* **Data for this exercise**:
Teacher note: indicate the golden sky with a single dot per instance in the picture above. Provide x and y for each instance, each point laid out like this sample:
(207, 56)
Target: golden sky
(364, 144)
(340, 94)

* **Aim of the task**:
Could you reproduce all of the entries above exactly?

* **Solution**:
Teacher note: indicate the golden sky with a single dot per instance in the picture above. Provide x and y for each instance, each point laid out like this sample:
(207, 56)
Target: golden sky
(364, 144)
(340, 94)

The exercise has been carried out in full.